- [The problem]
Go through the data and say how many lines include the string "woman"; return only the figure.

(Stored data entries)
⟨

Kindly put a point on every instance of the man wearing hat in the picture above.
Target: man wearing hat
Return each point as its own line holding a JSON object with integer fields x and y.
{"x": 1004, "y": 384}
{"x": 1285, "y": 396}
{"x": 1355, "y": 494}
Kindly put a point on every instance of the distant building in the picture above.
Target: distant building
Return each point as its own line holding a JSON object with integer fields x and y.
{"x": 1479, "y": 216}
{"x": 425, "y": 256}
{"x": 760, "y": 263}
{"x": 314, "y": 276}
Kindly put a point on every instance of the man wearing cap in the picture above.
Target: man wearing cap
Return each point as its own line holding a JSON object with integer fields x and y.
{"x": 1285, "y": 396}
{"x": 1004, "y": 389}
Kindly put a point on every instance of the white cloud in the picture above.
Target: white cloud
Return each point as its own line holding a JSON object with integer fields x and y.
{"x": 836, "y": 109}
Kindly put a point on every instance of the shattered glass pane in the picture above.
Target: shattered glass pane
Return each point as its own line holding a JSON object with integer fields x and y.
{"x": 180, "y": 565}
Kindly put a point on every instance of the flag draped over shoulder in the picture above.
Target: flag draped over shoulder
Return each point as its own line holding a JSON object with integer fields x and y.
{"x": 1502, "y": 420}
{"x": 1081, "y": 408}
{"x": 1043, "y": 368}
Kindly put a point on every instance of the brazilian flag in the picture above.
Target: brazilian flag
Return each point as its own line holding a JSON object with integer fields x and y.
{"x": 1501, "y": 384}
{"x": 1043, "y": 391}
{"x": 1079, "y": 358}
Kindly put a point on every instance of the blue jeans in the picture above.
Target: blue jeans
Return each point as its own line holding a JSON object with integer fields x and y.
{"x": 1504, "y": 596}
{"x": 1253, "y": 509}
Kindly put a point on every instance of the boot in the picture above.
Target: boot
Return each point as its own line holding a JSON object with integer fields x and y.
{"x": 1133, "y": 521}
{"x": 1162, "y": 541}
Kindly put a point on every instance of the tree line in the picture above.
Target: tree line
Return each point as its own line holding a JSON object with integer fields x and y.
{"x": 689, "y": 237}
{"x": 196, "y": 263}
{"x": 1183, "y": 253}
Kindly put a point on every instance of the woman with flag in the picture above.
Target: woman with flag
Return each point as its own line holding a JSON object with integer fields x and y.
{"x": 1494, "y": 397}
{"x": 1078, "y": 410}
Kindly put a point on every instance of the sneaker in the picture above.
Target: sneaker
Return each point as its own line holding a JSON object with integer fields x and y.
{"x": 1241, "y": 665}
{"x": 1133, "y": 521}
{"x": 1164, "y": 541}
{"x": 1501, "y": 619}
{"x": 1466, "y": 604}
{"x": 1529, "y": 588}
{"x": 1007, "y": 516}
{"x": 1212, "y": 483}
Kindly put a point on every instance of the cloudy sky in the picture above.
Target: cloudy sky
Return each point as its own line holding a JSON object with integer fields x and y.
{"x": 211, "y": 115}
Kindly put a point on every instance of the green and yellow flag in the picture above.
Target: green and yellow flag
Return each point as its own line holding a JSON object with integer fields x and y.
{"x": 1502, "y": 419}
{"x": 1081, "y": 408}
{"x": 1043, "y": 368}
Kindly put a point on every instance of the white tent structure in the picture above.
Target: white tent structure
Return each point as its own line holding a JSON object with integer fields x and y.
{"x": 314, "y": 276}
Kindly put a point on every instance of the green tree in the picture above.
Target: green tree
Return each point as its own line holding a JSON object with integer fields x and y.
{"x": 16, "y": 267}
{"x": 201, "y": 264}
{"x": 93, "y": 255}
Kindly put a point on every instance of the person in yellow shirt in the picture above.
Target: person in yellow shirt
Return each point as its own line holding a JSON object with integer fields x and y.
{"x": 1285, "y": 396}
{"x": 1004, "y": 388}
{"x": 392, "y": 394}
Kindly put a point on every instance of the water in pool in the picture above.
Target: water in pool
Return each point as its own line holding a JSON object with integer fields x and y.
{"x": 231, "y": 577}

⟩

- [Task response]
2